What the task requires
Leaving out all pictures, retype the records exactly.
☆ ☆ ☆ ☆ ☆
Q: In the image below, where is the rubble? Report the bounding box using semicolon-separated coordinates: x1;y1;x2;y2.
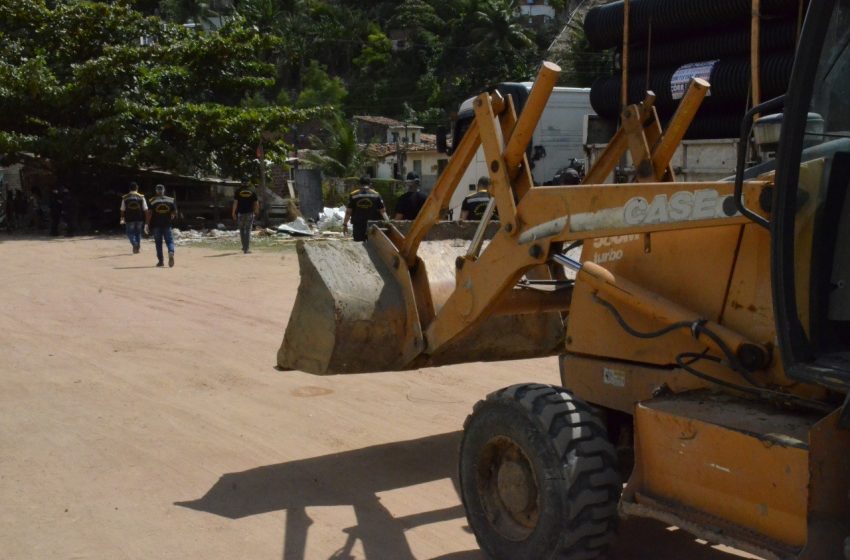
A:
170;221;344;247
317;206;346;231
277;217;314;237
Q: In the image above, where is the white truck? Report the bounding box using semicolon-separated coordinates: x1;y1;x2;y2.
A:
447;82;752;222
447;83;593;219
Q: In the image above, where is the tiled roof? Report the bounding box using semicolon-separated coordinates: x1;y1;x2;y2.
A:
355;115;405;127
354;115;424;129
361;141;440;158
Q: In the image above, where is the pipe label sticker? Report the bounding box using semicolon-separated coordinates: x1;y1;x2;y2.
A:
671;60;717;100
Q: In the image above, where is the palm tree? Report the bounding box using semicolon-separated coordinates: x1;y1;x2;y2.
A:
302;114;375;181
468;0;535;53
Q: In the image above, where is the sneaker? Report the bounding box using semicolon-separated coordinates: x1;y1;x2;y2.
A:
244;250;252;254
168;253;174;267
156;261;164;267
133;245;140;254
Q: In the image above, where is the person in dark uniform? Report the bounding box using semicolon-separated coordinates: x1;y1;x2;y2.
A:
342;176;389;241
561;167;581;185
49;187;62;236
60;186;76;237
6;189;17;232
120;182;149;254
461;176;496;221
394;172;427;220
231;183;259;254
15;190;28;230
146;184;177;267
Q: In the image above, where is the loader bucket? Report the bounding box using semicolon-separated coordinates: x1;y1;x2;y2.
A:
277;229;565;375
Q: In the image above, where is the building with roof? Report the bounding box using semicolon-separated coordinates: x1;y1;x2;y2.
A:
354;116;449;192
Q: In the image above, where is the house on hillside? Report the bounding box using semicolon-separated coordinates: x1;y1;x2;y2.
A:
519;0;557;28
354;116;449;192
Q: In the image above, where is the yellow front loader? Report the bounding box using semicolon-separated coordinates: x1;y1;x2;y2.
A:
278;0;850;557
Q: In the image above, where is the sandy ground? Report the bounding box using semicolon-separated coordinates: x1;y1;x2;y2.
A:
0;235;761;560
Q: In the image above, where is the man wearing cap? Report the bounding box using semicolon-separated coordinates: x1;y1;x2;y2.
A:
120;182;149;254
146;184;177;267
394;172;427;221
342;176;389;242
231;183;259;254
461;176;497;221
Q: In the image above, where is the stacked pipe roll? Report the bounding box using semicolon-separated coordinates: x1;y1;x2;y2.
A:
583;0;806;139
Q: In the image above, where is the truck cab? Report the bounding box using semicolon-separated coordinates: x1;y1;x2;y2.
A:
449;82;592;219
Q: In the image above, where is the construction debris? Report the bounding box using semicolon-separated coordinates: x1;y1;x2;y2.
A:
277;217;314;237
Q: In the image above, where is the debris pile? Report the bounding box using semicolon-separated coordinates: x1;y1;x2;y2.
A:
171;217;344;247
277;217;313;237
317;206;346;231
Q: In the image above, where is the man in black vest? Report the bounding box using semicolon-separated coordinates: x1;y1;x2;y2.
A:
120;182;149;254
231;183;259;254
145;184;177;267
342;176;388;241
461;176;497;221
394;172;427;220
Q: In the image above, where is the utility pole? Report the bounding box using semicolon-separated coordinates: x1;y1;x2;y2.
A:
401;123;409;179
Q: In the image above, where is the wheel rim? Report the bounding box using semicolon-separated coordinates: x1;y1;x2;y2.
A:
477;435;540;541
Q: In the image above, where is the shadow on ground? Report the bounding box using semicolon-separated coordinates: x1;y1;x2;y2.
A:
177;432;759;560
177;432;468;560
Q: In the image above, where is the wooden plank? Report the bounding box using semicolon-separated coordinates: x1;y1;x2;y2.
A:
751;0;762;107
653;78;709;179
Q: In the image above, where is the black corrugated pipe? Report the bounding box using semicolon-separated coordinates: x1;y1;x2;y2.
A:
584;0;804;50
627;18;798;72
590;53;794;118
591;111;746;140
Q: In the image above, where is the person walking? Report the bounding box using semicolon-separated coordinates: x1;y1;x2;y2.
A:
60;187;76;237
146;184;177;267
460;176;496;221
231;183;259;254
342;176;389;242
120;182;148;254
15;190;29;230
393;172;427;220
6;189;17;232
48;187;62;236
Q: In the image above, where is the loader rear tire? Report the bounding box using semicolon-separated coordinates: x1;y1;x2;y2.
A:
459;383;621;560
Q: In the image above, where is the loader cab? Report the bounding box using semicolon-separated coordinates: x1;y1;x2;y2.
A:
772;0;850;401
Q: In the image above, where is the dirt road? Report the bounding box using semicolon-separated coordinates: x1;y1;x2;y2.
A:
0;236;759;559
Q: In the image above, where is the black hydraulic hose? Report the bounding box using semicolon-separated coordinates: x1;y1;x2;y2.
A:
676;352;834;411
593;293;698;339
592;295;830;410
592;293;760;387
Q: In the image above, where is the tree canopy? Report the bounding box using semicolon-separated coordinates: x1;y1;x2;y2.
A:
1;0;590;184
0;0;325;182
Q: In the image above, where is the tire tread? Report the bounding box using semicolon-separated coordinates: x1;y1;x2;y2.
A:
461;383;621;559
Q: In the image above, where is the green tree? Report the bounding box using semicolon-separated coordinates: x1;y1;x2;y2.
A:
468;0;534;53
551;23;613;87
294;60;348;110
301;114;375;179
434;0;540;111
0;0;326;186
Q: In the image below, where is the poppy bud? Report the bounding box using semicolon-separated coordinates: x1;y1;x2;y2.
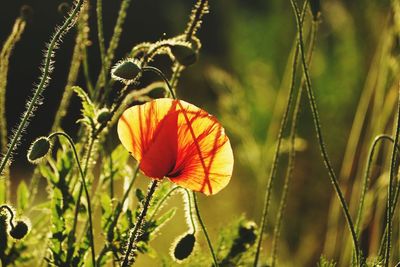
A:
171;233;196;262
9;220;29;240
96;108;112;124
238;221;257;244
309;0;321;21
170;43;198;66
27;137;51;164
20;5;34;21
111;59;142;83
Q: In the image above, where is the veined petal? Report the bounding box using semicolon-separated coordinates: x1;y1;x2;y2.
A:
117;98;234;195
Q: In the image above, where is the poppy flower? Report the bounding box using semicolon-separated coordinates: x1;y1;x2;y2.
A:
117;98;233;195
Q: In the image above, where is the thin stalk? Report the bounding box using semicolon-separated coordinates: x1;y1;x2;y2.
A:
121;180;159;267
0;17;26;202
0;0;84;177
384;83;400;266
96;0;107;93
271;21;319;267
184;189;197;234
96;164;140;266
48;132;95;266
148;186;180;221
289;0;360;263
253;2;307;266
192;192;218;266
☆ ☆ ☆ ☆ ☆
Worked solution
Q: In the image below, where is the rubble? Report the bounding box using semicolon-separated coordinates: x1;y1;x2;y2.
A:
170;221;344;247
317;206;346;231
277;217;314;237
Q: In the image above, where is the white truck? Report the bounding box using semicolon-separated coordinates: x1;y1;x2;y2.
A:
447;82;752;222
447;83;593;219
Q: In the image above, where is the tiled roof? Report the bounding box using semicolon-separated coordinates: x1;y1;x2;y2.
A:
355;115;405;127
354;115;424;129
361;141;440;158
Q: In the image above, where is the pipe label sticker? Report the bounding box using semicolon-separated coordinates: x1;y1;x2;y2.
A:
671;60;717;100
Q: In the image above, where is the palm tree? Report the bounding box using semicolon-separated coordinates: x1;y1;x2;y2.
A:
302;114;375;181
468;0;535;53
Q: In the image above, where is the sneaker? Report the bounding box using semicolon-separated coordinates: x1;y1;x2;y2.
A:
244;250;252;254
168;253;174;267
156;261;164;267
133;245;140;254
Q: In the image above, where is the person in dark uniform? Report the bounding box using semicolon-separated coordinates: x1;y1;x2;y2.
A:
342;176;389;241
561;167;581;185
49;187;62;236
60;186;76;237
6;189;17;232
120;182;149;254
461;176;496;221
394;172;427;220
231;183;259;254
15;190;28;230
146;184;177;267
Q: In the image above, where is the loader bucket? Report the bounding box using semicolon-separated coordinates: x1;y1;x2;y2.
A:
277;229;565;375
Q: In the image above, where is the building with roof? Report the bounding box using semicolon-separated coordinates: x1;y1;x2;y2.
A:
354;116;449;192
Q: In the image above, where is the house on hillside? Report the bounding box using semicolon-separated coordinates: x1;y1;x2;y2.
A:
519;0;557;28
354;116;449;192
Q: In the image above, where is the yellow front loader? Report the bounding box using semicolon-separated coordinates: x1;y1;x2;y2.
A:
278;0;850;557
Q: In the image above, where is the sandy ground? Report the bounding box using semicolon-separated coordinates: x1;y1;x2;y2.
A:
0;235;761;560
Q: In the image above, where is the man wearing cap? Report the bounding box using semicolon-separated coordinates: x1;y1;x2;y2.
A:
120;182;149;254
146;184;177;267
394;172;427;221
342;176;389;242
231;183;259;254
461;176;497;221
Q: In the image above, where is the stacked pipe roll? Report the bounding box using semicolon-separated coordinates: x1;y1;x2;y2.
A:
583;0;806;139
Q: In the image above, where is the truck cab? Report the bounding box using semicolon-separated coordinates: x1;y1;x2;y2.
A:
449;82;592;219
Q: In the image above, where is the construction debris? Report the bounding box using semicolon-separated coordinates: x1;y1;x2;y2.
A:
277;217;314;237
Q: In the image above, where is the debris pile? Report the bounding box using semicolon-separated coordinates: x1;y1;x2;y2.
A:
171;217;344;247
277;217;313;237
317;206;346;231
Q: In the image above, where is the man in black vest? Report the bounding box using semicolon-separated coordinates: x1;y1;x2;y2.
A:
120;182;149;254
231;183;259;254
145;184;177;267
342;176;388;241
461;176;497;221
394;172;427;220
Q: In the image above, where is the utility pole? Report the bounding box using semicolon-separated coordinates: x1;y1;x2;y2.
A:
401;123;409;179
Q: In the image above, where is the wheel rim? Report the bounding box using semicolon-separated coordinates: x1;y1;x2;y2.
A:
477;435;540;541
Q: In the image above, where is the shadow on ground? Report the bounding box using semicolon-separated coordinates: x1;y1;x2;y2.
A:
177;432;759;560
177;432;468;560
Q: In the image above, where is the wooden plank? Report the bounding box using semicolon-separated coordinates: x1;y1;x2;y2.
A:
751;0;762;107
653;78;709;179
Q: In the image above, where is the black corrugated pipe? Report the bounding box using semicolon-separated coordinates: x1;y1;x2;y2.
A:
584;0;804;50
627;18;798;72
590;53;794;118
591;111;746;140
Q: In the image above, where is the person walking? Report the bounding box using semicolon-separated coordinates: x1;y1;x2;y2.
A:
60;187;76;237
146;184;177;267
460;176;496;221
231;183;259;254
342;176;389;242
120;182;148;254
15;190;29;230
393;172;427;220
6;189;17;232
48;187;62;236
Q: In the image above, where is the loader rear tire? Report the bounding box using semicolon-separated coordinates: x1;y1;x2;y2.
A:
459;383;621;560
Q: In the image above, where is the loader cab? Report the bounding box using semicolon-separated coordinates: x1;y1;x2;y2.
A:
772;0;850;401
Q: In the image above, where is the dirt road? Report the bounding box using semicolon-separated coordinates: x1;y1;x2;y2.
A:
0;236;759;559
Q: In the image above, where is the black hydraulic hose? Report the bounding box using semicolon-separated coordinates: x1;y1;x2;y2.
A:
676;352;834;411
593;293;698;339
592;295;830;410
592;293;760;387
Q: In the image above, where is the tree canopy? Report the bounding box using semicolon-separated coordinates: x1;y1;x2;y2.
A:
1;0;590;184
0;0;325;182
Q: In the image above, where is the tire tread? Report the bounding box using semicolon-separated coordinates: x1;y1;x2;y2.
A:
461;383;621;559
Q: In the image above, where is the green tree? Report the bounding box using semicolon-separated coordinates: x1;y1;x2;y2.
A:
468;0;534;53
551;23;613;87
294;60;348;110
301;114;375;179
434;0;540;111
0;0;326;186
Q: In the image below, where is the poppy bud? Report the bounding box using semicolon-separated coordinates: x1;y1;x2;y2.
A:
171;233;196;262
9;220;29;240
96;108;112;124
238;221;257;244
309;0;321;21
170;43;198;66
27;137;51;164
20;5;34;21
111;59;142;83
Q: In the image above, where is the veined petal? Report the bounding box using semicolon-separated coordinates: x1;y1;x2;y2.
A:
117;98;234;195
Q: In the image above, where is the poppy flower? Report the bounding box using semicolon-separated coordinates: x1;y1;x2;y2.
A:
117;98;233;195
Q: In the image above, where is the thin stalk? Report the bounding box using semicolon-separated coordinates: x1;y1;x2;y2.
A:
121;180;159;267
0;17;26;202
0;0;84;177
384;83;400;266
96;0;107;93
271;21;319;267
184;189;197;234
96;164;140;266
48;132;95;266
148;186;180;221
289;0;360;263
253;2;307;266
192;192;218;266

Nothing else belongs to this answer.